• Problem requirements: Quote the passage from the parliamentary debate on care of young persons word for word, from "Care of young" up to and including "a Second time.".

Motion and clause, by leave, withdrawn.

New Clause 36

Care of young persons up to age 21
‘After section 22G of the 1989 Act (which is inserted by section 10) insert—
“22H General duty of local authority in respect of former relevant children
(1) It is the duty of a local authority to provide accommodation for persons who are—
(a) “former relevant children” within the meaning of section 23C(1) and who have not attained the aged of 22, and
(b) “relevant children” within the meaning of section 23A(2).
(2) Section 22G shall apply in relation to the persons mentioned in subsection (1) as it applies in relation to the children mentioned in subsection (3) of that section.”’.—[Helen Southworth.]
Brought up, and read the First time.
Helen Southworth: I beg to move, That the clause be read a Second time.
I am conscious that I bring with me the admirable support of not only my hon. Friends the Members for Stafford and for Stourbridge, but the 198 Members who signed early-day motion 1413, “Support for young people in care in transition to adult life”, which I tabled. It notes that many young people in care are moved into independent living at 16 or 17, when the average age at which young people in the United Kingdom leave home is 24. In practice that means that many vulnerable young people do not receive sufficient support to enable them to make the transition into adult life successfully. It calls on the Government to take steps to ensure that all these vulnerable young people have access to effective support including, where appropriate, the opportunity to remain with their foster carers until they are 21.

• Provided data:
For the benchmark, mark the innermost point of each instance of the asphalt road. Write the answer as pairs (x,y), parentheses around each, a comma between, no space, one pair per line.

• The response:
Care of young persons up to age 21
‘After section 22G of the 1989 Act (which is inserted by section 10) insert—
“22H General duty of local authority in respect of former relevant children
(1) It is the duty of a local authority to provide accommodation for persons who are—
(a) “former relevant children” within the meaning of section 23C(1) and who have not attained the aged of 22, and
(b) “relevant children” within the meaning of section 23A(2).
(2) Section 22G shall apply in relation to the persons mentioned in subsection (1) as it applies in relation to the children mentioned in subsection (3) of that section.”’.—[Helen Southworth.]
Brought up, and read the First time.
Helen Southworth: I beg to move, That the clause be read a Second time.